▶ _Text_

-------

CRZbulabula commented on code in PR #17609:
URL: https://github.com/apache/iotdb/pull/17609#discussion_r3200312085


##########
iotdb-core/confignode/src/main/java/org/apache/iotdb/confignode/consensus/statemachine/ConfigRegionStateMachine.java:
##########
@@ -121,6 +121,13 @@ public TSStatus write(IConsensusRequest request) {
 
   /** Transmit {@link ConfigPhysicalPlan} to {@link ConfigPlanExecutor} */
   protected TSStatus write(ConfigPhysicalPlan plan) {
+    if 
(ConsensusFactory.SIMPLE_CONSENSUS.equals(CONF.getConfigNodeConsensusProtocolClass()))
 {
+      final TSStatus persistStatus = persistPlanForSimpleConsensus(plan);
+      if (persistStatus.getCode() != 
TSStatusCode.SUCCESS_STATUS.getStatusCode()) {
+        return persistStatus;
+      }
+    }

Review Comment:
   **WAL replay idempotency requirement**
   
   With the new write-ahead ordering (persist → execute), if 
`persistPlanForSimpleConsensus` succeeds at line 125 but 
`executor.executeNonQueryPlan` fails at line 133, the plan is already persisted 
in WAL and **will be replayed on restart**.
   
   This is correct WAL semantics, but it introduces a hard requirement: **all 
`ConfigPhysicalPlan` implementations must be idempotent under replay.** For 
example, a `RegisterDataNodePlan` replayed against an already-registered node 
must not fail or double-register.
   
   Is this idempotency property currently guaranteed across all 
ConfigPhysicalPlan types? If not, this could cause issues on crash recovery in 
edge cases.

-------

(Dataset entries)
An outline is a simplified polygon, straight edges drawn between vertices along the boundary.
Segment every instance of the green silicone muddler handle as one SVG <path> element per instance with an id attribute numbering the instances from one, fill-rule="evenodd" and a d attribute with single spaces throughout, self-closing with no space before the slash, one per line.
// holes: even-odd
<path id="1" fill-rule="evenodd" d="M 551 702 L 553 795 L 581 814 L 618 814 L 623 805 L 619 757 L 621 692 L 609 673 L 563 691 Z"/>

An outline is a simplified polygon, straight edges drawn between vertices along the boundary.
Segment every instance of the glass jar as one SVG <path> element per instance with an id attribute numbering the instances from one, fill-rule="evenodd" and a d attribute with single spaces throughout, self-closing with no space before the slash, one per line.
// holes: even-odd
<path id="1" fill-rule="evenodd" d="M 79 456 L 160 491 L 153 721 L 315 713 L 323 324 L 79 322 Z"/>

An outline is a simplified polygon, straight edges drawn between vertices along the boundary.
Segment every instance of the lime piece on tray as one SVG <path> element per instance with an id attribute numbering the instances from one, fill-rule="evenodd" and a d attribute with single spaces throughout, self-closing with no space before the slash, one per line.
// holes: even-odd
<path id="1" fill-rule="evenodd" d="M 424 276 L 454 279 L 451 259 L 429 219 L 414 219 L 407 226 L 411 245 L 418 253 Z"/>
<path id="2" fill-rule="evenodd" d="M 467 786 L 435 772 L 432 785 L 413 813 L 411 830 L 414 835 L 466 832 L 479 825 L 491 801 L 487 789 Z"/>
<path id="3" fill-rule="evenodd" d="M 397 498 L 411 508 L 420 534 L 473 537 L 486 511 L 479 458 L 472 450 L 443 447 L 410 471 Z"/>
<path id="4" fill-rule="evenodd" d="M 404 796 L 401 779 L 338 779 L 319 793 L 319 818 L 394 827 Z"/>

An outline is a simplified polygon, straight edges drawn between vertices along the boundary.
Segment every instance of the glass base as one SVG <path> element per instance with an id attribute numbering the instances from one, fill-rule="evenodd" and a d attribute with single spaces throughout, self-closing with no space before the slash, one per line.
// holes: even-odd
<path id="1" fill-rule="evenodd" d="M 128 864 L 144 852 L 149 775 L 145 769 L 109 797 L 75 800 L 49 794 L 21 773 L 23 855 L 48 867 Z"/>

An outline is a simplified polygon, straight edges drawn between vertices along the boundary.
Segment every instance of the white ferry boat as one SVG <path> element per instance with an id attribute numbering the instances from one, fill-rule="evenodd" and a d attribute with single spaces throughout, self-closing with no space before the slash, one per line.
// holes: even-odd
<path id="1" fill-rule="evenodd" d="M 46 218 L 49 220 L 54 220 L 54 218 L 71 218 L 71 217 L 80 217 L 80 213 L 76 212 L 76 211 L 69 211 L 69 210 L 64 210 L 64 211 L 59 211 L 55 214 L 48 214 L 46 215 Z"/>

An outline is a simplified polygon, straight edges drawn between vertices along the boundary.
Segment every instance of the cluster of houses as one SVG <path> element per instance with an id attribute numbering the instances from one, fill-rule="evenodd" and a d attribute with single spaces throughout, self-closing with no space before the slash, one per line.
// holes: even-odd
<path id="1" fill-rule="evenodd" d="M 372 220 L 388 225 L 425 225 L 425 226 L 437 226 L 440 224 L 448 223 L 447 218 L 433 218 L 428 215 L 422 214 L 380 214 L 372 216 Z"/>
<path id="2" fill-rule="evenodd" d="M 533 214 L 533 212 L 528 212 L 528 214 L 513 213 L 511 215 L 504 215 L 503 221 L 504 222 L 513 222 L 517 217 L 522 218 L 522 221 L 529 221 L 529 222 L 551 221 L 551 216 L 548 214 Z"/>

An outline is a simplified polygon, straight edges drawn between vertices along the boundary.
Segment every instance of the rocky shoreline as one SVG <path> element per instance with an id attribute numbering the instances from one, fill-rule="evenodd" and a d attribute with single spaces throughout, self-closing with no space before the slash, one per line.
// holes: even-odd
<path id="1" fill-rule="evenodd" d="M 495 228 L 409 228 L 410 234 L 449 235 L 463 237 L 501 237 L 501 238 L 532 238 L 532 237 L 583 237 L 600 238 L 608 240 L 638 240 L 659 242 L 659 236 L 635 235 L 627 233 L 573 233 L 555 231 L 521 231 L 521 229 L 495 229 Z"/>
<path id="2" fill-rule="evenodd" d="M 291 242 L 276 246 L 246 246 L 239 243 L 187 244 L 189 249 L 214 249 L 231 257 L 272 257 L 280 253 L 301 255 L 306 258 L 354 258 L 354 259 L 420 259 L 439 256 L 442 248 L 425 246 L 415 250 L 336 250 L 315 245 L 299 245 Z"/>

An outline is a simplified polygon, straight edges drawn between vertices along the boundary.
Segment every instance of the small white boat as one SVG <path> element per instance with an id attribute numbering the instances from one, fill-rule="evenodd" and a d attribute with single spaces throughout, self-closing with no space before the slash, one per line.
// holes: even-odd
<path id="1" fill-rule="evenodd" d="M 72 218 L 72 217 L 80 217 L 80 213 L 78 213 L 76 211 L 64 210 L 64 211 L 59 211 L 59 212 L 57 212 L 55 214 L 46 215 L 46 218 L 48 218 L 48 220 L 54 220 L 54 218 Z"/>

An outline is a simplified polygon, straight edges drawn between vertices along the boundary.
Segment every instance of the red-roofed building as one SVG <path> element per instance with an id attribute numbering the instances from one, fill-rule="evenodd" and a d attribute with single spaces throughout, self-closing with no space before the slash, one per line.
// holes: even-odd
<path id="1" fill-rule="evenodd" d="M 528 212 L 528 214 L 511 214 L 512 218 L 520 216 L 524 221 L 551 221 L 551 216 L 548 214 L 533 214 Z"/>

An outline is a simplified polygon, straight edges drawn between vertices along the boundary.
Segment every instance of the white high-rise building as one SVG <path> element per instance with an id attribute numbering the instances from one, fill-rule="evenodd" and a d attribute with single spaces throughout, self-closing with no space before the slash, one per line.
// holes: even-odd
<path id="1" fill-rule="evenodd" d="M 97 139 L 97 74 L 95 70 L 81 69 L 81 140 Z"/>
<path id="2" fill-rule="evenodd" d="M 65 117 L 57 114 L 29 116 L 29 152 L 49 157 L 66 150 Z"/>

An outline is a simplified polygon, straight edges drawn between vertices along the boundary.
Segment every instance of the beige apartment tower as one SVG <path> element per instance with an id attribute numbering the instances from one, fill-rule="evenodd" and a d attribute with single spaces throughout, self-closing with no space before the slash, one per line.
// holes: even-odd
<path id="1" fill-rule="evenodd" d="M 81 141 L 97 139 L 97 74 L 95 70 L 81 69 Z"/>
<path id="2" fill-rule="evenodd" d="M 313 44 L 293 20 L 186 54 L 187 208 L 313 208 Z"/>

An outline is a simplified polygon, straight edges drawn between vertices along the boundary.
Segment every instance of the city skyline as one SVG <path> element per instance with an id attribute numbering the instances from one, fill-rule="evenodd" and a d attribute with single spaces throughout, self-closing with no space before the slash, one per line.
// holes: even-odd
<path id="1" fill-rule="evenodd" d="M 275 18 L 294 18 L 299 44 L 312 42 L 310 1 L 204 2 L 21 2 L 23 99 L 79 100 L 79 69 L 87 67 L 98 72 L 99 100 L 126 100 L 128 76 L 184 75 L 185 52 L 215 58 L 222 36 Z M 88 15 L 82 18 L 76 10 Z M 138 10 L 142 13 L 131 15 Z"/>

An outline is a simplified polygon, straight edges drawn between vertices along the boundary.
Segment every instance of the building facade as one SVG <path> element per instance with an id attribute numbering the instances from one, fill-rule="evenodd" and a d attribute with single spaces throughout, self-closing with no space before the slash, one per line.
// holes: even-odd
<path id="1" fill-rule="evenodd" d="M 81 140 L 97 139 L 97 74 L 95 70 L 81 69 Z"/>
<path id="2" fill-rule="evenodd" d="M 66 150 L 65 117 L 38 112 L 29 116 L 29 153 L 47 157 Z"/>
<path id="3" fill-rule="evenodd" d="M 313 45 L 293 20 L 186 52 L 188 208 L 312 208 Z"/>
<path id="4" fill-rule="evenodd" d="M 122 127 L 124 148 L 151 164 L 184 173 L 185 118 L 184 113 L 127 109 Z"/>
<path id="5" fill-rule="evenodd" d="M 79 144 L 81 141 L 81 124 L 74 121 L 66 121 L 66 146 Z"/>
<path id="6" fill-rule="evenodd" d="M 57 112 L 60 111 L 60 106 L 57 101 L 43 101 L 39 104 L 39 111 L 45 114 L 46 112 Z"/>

-------

▶ _Instruction A_
Answer the following questions about the code review, each on its own line:
(i) In which Java file is the commented code located?
(ii) Under the new write-ahead ordering, which step comes before execution?
(iii) Which plan type is offered as an example of a plan that must not fail or double-register on replay?
▶ _Instruction B_
Extend the code review on the ConfigNode write path, picking up directly after its final sentence.

▶ _Reply A_
(i) ConfigRegionStateMachine.java
(ii) Persisting the plan
(iii) RegisterDataNodePlan

▶ _Reply B_
##########
iotdb-core/confignode/src/main/java/org/apache/iotdb/confignode/consensus/statemachine/ConfigRegionStateMachine.java:
##########
@@ -351,56 +360,48 @@ public boolean isReadOnly() {
     return CommonDescriptor.getInstance().getConfig().isReadOnly();
   }
 
-  private void writeLogForSimpleConsensus(ConfigPhysicalPlan plan) {
-    if (simpleLogFile.length() > LOG_FILE_MAX_SIZE) {
-      try {
-        simpleLogWriter.force();
-        File completedFilePath = new File(FILE_PATH + startIndex + "_" + 
endIndex);
-        Files.move(
-            simpleLogFile.toPath(), completedFilePath.toPath(), 
StandardCopyOption.ATOMIC_MOVE);
-      } catch (IOException e) {
-        LOGGER.error("Can't force logWriter for ConfigNode SimpleConsensus 
mode", e);
+  private TSStatus persistPlanForSimpleConsensus(ConfigPhysicalPlan plan) {
+    try {
+      if (simpleLogWriter == null || simpleLogFile == null) {
+        throw new IOException("SimpleConsensus log writer is not 
initialized.");
       }
-      for (int retry = 0; retry < 5; retry++) {
-        try {
-          simpleLogWriter.close();
-        } catch (IOException e) {
-          LOGGER.warn(
-              "Can't close StandAloneLog for ConfigNode SimpleConsensus mode, "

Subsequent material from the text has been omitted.